- _PASSAGE TO READ_
--

HMM-like model with sequences of different lengths

I’m trying to use numpyro’s mask with the following model:

z = 0
for i in range(len_seq):
    z ~ Normal (z * w + x[i], sigma)
y ~ Bernoulli (sigmoid(beta * z))

where the sequences don’t have the same length.

I get an unexpected result on the shape of the samples (see below).

#Example for numpyro.handlers.mask

import numpyro
from numpyro import handlers
import numpy
import jax
import jax.numpy as np
from numpyro.infer import MCMC, NUTS
import numpyro.distributions as dist

def model(y, x_matrix, lengths):
    w = numpyro.sample('w', dist.Uniform(0., 1.))
    sigma = numpyro.sample('sigma', dist.HalfNormal(3.))
    beta = numpyro.sample('beta', dist.HalfNormal(3.))
    
    with numpyro.plate("data", len(y)):
        z = np.zeros(len(y))
        for i in range(lengths.max()):
            with handlers.mask((i<lengths)):
                z = numpyro.sample('z_%d'%i, dist.Normal(z * w + x_matrix[:,i], sigma))
        numpyro.sample('y', dist.Bernoulli(logits=beta*z), obs=y)
        

#Define the variables
y = np.array([1, 0, 0, 1, 1, 0]) #observations
n_obs = len(y)
lengths = np.array([4, 4, 6, 6, 6, 10]) #lengths of the sequences
x_dict = {j : numpy.random.normal(loc=0, scale=1, size=size) for j, size in enumerate(lengths)}

#Transform x_dict into a matrix
x_matrix = numpy.zeros((n_obs, lengths.max()))
for j in range(n_obs):
    x_matrix[j, :len(x_dict[j])] = x_dict[j]
x_matrix = np.array(x_matrix)
    
#Run NUTS
rng_key = jax.random.PRNGKey(0)
kernel = NUTS(model)

--

- _WORK TO COMPLETE_
[a] In the numpyro masking post, replace "HalfNormal" with "HalfCauchy" and give the part that opens with the words containing "sigma = numpyro.sample('sigma', dist.HalfNormal(3.))" and closes with "z = np.zeros(len(y))".
[b] Continue the numpyro masking post from where it stops.

--

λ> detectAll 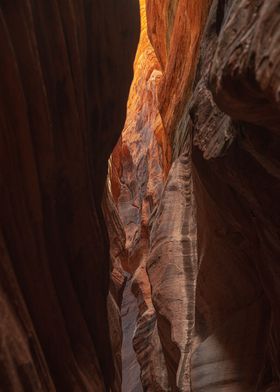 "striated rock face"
[0,0,139,392]
[111,0,280,392]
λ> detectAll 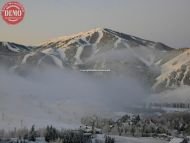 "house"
[169,138,188,143]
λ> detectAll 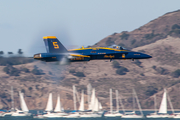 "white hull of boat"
[146,114,174,118]
[63,113,80,118]
[11,113,31,117]
[104,113,122,117]
[121,115,144,118]
[80,113,102,118]
[43,113,64,118]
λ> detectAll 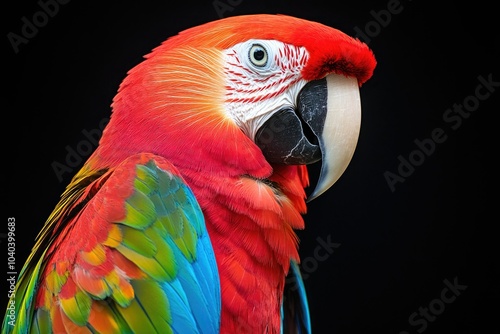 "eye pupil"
[253,49,266,60]
[248,44,268,67]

--

- _RESULTS FOR EACH TASK_
[a]
sigma = numpyro.sample('sigma', dist.HalfCauchy(3.))
    beta = numpyro.sample('beta', dist.HalfCauchy(3.))
    
    with numpyro.plate("data", len(y)):
        z = np.zeros(len(y))

[b]
mcmc = MCMC(kernel, num_warmup=100, num_samples=200)
mcmc.run(rng_key, y=y, x_matrix=x_matrix, lengths=lengths)

mcmc_samples = mcmc.get_samples()
print(mcmc_samples.keys()) #dict_keys(['beta', 'sigma', 'w', 'z_0', 'z_1', 'z_2', 'z_3', 'z_4', 'z_5', 'z_6', 'z_7', 'z_8', 'z_9'])
print(mcmc_samples['z_0'].shape) #(200, 6) as expected
print(mcmc_samples['z_9'].shape) #(200, 6), but I would expect (200,1): there is only one sequence of length 10

That makes me think I didn’t use the mask properly. Any hints?

1 Like

Thanks for the clear example. When you use handlers.mask(), the resulting mask is only used during the potential energy (log density) computation to neglect some of the entries in z, but you will still see the full matrix captured in the trace, and will need to mask it out manually. To get the masked values in the trace, we will additionally need support for Pyro’s MaskedDistribution. I’ll create a task for this.

My earlier comment about using lax.scan in the inner loop is unlikely to work as is since we are sampling (and recording values) inside the loop. Is the time to compile reasonable with this version?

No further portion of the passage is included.